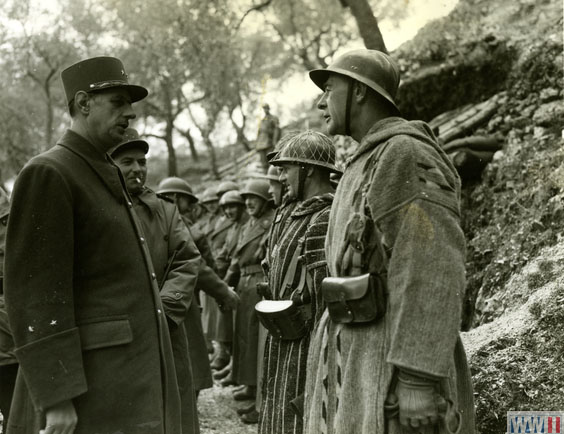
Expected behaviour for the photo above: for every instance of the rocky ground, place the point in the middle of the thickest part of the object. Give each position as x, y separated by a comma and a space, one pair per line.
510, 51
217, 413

◆ ◆ ◆ ◆ ◆ ◆ ◆

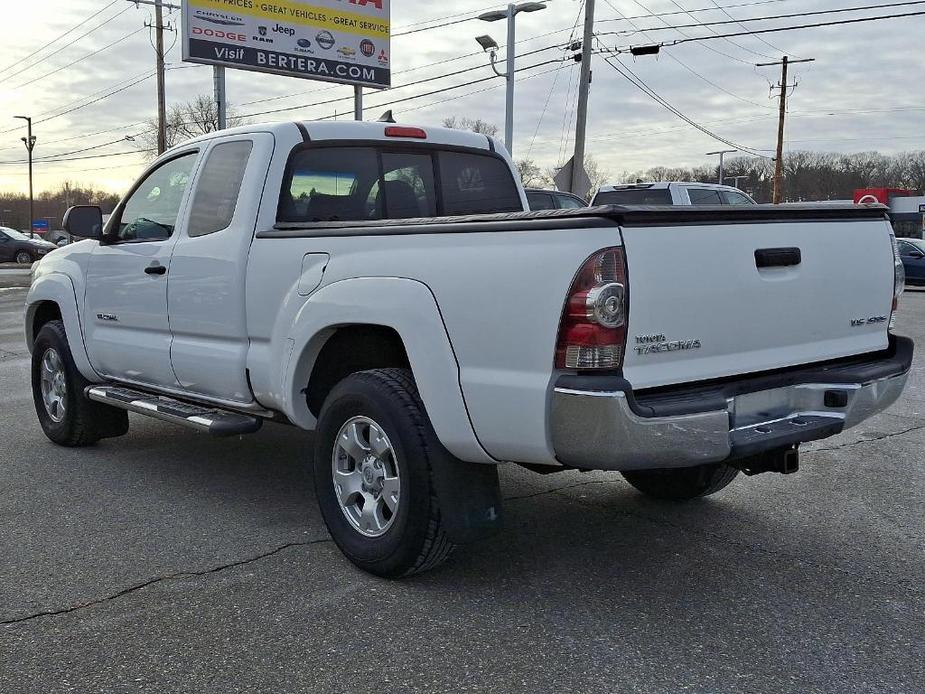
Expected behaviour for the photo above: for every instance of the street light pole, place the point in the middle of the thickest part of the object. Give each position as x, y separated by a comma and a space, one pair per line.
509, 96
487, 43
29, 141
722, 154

◆ ◆ ◆ ◆ ◆ ◆ ◆

#### Short exercise:
Report each line of the rows above that contains the string "pole", copying every such line in full. Matching is case-sensitive.

#### Task result:
Expected behaviour for the photo above: for every instance of the street light pole, place the point in the middle of the thickest part of the object. Give each position as x, y separated by a comma and a space, one pair per line.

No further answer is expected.